• _REQUIREMENT_:
Give the lines again exactly, from the one holding "Task: set a dot on every instance of the flower" to the last line of the listing below, both ends included and nothing added.

• _DATASET RECORDS_:
◆ ◆ ◆

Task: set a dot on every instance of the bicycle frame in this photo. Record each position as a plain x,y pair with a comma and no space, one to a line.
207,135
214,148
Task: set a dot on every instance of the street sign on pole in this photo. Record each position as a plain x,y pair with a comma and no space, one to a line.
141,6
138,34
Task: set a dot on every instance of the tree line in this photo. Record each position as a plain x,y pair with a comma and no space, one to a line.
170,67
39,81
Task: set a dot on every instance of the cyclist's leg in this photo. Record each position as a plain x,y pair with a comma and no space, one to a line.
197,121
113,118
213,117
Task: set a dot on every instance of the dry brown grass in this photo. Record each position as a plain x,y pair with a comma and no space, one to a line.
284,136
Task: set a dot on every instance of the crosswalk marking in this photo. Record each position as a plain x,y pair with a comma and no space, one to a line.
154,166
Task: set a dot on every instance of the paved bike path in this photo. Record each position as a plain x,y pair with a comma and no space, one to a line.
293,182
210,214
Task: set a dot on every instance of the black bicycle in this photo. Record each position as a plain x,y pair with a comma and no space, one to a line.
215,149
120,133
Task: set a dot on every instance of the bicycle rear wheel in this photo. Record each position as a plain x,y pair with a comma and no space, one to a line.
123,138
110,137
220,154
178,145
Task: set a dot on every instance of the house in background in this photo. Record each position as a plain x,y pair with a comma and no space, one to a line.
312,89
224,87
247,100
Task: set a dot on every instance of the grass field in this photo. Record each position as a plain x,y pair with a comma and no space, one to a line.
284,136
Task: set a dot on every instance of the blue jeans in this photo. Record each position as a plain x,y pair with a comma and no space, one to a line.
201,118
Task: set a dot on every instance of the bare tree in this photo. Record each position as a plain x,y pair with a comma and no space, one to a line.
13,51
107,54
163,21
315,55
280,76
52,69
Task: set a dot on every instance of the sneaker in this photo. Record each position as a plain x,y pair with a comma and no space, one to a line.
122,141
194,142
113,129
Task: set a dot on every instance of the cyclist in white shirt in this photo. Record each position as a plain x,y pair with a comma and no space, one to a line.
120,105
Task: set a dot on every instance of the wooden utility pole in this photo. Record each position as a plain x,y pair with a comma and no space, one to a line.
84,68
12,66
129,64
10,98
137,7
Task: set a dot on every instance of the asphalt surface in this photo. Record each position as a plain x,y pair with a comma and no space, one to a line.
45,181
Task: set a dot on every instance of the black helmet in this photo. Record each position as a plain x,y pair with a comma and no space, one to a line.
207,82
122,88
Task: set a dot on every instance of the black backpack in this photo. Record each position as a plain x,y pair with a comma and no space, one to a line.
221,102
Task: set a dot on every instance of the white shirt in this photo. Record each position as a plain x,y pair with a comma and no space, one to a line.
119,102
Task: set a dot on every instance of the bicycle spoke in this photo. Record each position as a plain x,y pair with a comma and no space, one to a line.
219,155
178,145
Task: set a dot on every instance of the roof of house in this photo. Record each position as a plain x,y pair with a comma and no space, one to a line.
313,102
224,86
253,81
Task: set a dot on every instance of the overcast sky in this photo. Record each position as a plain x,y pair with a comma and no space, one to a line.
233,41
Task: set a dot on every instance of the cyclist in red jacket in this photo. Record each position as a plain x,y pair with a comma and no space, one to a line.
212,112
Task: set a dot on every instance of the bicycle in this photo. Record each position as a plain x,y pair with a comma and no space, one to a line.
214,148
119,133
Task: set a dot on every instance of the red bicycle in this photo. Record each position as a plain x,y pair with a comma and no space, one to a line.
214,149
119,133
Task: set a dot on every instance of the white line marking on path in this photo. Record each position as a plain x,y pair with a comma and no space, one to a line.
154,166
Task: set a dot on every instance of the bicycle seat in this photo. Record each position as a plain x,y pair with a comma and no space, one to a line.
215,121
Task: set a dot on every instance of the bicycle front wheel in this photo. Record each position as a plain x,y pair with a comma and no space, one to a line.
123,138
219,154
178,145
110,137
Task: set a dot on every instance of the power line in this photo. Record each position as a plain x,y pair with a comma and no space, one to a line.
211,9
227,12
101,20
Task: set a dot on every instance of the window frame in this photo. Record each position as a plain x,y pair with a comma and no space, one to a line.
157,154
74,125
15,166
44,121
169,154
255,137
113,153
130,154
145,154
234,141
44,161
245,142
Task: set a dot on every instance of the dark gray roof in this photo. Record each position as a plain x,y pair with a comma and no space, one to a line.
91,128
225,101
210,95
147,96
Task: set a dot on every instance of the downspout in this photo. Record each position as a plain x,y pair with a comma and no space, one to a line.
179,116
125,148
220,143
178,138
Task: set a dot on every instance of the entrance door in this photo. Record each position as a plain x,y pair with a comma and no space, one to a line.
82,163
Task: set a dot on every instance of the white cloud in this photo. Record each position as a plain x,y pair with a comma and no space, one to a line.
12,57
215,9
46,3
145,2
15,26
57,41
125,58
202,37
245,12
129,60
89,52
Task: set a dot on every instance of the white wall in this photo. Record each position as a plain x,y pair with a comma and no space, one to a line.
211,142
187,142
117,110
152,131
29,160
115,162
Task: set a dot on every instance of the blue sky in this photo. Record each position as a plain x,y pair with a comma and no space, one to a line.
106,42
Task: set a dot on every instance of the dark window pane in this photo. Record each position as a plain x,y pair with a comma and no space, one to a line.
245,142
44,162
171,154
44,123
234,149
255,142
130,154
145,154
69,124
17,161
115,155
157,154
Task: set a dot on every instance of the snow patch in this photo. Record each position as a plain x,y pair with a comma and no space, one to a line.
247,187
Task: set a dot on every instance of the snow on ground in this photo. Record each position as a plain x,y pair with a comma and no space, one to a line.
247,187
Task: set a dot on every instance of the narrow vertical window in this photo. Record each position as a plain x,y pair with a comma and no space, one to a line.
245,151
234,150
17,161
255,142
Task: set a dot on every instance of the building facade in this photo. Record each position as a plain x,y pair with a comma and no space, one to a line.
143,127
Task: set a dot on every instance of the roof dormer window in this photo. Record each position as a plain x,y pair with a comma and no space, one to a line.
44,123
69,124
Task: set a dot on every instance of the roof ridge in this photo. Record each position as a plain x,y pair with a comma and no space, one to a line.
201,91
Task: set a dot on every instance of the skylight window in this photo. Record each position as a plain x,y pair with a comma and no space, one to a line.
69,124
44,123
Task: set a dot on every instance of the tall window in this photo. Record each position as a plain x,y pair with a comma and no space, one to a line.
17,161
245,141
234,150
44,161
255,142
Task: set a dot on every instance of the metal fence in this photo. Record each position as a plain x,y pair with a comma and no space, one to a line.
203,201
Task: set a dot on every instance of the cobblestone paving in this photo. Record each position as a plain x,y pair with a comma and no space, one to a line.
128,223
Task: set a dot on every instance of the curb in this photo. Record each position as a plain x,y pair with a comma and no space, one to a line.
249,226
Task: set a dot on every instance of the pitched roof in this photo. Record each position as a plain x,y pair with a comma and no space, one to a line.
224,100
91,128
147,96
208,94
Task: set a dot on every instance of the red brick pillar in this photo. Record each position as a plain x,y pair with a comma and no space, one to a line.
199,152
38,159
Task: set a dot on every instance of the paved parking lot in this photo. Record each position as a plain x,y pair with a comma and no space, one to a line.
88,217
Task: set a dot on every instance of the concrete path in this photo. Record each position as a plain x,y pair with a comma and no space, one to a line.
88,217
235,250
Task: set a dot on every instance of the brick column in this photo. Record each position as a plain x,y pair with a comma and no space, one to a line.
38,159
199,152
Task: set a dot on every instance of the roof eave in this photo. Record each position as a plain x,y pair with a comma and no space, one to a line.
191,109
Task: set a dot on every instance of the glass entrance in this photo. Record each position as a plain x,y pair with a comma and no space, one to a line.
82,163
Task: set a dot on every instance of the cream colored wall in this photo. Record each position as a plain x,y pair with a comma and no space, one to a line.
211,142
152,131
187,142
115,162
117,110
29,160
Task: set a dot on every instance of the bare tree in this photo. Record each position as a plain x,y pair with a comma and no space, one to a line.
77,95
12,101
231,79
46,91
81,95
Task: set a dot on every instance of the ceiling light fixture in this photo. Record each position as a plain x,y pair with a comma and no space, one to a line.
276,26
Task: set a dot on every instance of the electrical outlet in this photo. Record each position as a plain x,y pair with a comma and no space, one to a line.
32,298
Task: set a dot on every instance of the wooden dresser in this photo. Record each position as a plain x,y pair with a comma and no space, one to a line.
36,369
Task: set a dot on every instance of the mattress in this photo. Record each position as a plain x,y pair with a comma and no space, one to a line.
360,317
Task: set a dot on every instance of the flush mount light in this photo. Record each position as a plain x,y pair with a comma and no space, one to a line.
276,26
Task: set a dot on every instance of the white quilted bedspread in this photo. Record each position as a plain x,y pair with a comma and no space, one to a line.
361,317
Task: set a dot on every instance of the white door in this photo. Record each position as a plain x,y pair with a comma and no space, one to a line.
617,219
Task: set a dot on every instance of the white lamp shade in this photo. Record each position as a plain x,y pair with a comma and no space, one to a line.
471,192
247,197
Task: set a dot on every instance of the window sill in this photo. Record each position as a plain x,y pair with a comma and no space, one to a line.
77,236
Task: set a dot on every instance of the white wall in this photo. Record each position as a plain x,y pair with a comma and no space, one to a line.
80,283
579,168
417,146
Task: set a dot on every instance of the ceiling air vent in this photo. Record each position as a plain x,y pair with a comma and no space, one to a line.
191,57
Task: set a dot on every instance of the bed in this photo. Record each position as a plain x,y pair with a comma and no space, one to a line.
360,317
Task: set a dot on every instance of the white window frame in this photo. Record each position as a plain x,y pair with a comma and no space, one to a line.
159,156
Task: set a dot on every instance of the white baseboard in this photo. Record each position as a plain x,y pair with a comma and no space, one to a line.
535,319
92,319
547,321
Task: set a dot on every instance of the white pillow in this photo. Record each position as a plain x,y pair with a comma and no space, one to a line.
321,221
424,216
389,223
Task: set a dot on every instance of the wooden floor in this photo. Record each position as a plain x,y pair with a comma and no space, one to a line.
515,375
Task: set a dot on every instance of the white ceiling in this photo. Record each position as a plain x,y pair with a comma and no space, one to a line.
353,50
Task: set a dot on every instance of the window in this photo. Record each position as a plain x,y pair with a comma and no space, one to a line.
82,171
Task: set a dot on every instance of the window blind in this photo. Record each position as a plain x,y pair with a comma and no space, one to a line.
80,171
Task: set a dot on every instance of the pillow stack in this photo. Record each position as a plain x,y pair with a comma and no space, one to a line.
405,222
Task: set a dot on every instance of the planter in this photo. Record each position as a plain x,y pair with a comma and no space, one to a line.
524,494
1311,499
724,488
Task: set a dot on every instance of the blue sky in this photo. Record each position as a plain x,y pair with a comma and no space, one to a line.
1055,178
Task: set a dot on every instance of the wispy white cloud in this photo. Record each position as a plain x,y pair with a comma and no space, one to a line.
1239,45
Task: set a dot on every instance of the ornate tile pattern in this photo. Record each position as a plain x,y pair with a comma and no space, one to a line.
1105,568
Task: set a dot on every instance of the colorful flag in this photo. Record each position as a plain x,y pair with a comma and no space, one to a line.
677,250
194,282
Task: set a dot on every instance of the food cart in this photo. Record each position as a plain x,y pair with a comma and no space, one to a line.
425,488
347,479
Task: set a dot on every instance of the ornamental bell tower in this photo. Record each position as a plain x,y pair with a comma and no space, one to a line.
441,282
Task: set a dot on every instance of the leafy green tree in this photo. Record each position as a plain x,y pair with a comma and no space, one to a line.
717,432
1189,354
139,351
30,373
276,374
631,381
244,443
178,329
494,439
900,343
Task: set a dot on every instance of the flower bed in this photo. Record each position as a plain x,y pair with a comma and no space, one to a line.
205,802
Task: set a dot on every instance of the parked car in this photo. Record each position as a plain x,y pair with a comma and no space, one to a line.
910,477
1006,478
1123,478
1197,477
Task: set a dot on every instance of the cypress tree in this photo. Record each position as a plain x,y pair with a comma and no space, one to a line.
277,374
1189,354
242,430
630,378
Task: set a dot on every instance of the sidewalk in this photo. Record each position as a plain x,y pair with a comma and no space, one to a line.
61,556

◆ ◆ ◆

• _FINAL RESULT_:
Task: set a dot on every instance of the flower bed in this photo. Record each position as a plain x,y pair with a comma and no space, one to a line.
205,802
Task: set a dot on every instance of the parked car in this photo. Record each position as a plain x,y pair with a comma and no space, one to a line.
910,477
1006,478
1123,478
1197,477
Task: set a dot on every instance of the cypress tree in this photo. Record each position as a plain x,y pair with a comma and no space, one to a line.
277,374
1189,354
242,430
630,378
Task: set a dot on every instance of the sidewalk in this photo. Record each position as a plain x,y pair with a comma and no space, one to a line.
61,556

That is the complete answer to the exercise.